→ **REQUIREMENT**
Please pick out each line in the material below that contains the word "cathedral" and copy those lines in full.
# DATA SHOWN start
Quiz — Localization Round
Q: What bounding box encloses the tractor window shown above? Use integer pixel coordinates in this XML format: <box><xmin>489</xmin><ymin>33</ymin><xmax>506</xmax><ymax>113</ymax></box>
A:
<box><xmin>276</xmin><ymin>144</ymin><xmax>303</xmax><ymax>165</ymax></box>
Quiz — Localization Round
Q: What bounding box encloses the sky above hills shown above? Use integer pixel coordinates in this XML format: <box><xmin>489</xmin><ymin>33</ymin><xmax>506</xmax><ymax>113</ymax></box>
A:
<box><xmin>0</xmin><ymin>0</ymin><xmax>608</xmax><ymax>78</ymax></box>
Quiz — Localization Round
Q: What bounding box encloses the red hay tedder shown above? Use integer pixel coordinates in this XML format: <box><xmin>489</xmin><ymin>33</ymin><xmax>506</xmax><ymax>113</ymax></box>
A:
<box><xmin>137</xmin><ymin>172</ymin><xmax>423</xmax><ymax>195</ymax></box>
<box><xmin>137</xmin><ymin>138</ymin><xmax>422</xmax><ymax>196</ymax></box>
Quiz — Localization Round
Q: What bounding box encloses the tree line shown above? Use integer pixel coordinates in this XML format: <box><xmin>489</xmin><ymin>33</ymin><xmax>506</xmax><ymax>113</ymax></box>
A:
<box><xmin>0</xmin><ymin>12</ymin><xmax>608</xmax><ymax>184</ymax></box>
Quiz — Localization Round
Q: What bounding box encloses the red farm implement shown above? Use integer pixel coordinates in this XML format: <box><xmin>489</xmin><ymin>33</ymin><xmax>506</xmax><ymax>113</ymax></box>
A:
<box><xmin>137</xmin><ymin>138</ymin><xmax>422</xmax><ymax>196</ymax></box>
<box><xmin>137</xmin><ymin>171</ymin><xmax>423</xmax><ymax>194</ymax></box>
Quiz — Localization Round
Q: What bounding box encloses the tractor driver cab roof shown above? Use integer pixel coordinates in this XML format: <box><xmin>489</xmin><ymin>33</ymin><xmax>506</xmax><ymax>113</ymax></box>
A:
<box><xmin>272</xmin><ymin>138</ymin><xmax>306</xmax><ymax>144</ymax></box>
# DATA SHOWN end
# DATA SHOWN start
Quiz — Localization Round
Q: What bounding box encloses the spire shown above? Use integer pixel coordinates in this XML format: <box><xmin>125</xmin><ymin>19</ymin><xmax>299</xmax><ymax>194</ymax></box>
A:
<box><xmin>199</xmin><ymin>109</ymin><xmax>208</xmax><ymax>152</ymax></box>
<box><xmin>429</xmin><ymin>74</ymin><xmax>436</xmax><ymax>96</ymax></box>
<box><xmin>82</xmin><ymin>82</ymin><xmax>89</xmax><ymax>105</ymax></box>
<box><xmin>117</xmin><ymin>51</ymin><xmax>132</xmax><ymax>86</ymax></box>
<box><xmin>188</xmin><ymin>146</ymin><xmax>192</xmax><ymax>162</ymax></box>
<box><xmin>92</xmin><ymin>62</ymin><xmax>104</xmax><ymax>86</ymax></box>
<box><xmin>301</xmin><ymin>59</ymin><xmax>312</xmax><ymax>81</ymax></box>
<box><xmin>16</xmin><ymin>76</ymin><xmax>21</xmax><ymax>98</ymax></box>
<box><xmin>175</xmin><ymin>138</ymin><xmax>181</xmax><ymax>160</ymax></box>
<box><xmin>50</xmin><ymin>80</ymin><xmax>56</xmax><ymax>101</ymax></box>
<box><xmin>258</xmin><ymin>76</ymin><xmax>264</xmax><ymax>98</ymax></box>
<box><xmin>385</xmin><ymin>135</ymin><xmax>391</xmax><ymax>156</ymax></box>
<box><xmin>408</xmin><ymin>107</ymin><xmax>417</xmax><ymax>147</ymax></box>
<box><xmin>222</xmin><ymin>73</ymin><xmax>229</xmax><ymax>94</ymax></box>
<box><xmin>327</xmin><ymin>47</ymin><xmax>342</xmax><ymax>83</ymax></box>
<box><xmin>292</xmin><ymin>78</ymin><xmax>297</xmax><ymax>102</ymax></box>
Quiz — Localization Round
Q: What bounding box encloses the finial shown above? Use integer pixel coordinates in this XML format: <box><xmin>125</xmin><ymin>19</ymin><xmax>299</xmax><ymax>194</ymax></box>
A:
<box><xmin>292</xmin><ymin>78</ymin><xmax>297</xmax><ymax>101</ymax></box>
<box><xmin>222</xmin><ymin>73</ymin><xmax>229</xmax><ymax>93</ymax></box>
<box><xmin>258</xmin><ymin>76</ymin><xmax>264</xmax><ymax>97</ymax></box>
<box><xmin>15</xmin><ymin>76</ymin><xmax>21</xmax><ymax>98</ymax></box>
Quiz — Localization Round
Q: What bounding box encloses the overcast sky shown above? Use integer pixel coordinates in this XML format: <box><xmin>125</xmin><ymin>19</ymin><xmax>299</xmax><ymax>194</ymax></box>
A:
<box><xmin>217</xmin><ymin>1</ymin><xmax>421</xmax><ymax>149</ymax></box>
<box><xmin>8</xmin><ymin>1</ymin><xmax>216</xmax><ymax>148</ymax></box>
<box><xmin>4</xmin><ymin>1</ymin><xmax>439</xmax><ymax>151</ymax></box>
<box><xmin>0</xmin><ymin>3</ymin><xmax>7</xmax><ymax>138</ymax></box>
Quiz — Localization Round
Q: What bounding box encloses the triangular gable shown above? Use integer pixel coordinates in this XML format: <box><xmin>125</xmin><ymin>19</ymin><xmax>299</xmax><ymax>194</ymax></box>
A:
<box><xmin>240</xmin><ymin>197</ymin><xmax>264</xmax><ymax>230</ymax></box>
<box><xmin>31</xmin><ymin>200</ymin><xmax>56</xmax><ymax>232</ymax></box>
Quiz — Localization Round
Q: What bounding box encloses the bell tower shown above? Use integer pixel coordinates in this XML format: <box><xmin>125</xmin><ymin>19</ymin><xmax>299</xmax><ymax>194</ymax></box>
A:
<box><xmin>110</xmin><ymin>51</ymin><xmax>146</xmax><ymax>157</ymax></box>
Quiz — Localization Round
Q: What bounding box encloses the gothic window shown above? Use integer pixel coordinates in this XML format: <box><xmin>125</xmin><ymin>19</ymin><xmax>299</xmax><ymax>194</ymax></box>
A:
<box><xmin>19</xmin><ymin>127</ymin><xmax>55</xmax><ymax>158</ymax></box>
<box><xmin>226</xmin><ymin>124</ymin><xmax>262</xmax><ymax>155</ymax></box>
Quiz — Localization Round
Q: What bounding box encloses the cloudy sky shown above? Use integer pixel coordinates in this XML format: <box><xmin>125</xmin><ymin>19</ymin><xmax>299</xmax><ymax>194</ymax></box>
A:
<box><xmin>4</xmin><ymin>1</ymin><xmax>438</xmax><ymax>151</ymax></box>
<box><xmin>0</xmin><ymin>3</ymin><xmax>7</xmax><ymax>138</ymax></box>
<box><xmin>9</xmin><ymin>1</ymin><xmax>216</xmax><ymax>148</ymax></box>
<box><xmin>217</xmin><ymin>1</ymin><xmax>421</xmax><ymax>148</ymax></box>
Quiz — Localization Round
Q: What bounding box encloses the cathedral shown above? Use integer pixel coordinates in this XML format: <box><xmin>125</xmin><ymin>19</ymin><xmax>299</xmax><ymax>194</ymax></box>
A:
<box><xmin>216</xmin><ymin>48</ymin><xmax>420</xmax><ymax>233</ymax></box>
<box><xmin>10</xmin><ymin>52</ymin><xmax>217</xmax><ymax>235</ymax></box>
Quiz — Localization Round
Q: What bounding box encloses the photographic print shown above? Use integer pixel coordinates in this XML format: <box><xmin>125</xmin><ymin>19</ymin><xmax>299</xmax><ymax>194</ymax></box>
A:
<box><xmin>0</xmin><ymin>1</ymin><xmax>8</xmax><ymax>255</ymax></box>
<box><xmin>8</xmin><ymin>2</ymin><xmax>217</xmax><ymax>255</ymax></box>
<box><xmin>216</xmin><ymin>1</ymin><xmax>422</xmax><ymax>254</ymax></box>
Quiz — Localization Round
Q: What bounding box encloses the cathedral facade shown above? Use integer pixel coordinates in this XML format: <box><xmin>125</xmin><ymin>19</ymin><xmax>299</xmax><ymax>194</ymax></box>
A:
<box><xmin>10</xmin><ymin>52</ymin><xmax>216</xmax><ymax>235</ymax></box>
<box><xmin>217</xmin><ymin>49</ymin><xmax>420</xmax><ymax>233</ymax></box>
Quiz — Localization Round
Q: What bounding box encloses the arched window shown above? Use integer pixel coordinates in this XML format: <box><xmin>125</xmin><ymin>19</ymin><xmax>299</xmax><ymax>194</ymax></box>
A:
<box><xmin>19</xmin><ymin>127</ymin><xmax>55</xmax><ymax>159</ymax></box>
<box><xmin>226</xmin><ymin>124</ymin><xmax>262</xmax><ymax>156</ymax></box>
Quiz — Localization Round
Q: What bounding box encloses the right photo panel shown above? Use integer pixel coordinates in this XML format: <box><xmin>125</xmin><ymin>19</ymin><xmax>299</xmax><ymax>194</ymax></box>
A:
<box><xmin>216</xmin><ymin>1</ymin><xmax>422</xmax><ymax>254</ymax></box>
# DATA SHOWN end
# DATA SHOWN start
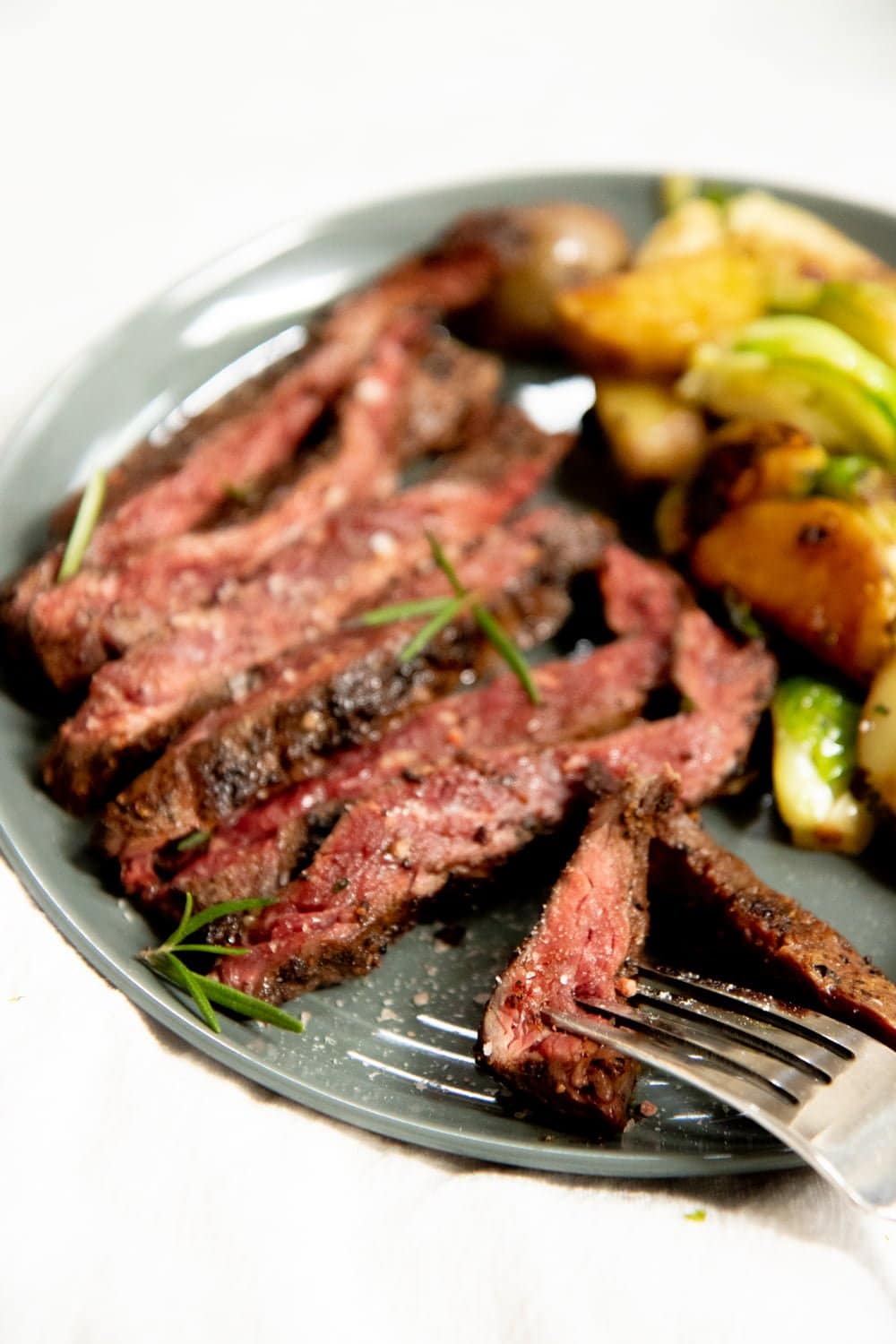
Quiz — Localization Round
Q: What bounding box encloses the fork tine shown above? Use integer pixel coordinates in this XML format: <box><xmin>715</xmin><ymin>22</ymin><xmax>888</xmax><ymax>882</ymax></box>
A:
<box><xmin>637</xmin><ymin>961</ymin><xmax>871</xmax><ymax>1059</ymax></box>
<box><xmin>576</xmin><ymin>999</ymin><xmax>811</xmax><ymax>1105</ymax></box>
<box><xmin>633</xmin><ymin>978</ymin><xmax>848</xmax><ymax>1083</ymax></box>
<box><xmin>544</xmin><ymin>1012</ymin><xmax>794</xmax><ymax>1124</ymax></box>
# DATA SHOWN end
→ **EXPECTED ANSWER**
Q: What bounding box encloses the cathedral shown above? Use integer pixel coordinates in this XML format: <box><xmin>125</xmin><ymin>19</ymin><xmax>299</xmax><ymax>194</ymax></box>
Q: What bounding box encloses the cathedral facade shown above? Use integer pixel coordinates in this XML format: <box><xmin>125</xmin><ymin>19</ymin><xmax>299</xmax><ymax>194</ymax></box>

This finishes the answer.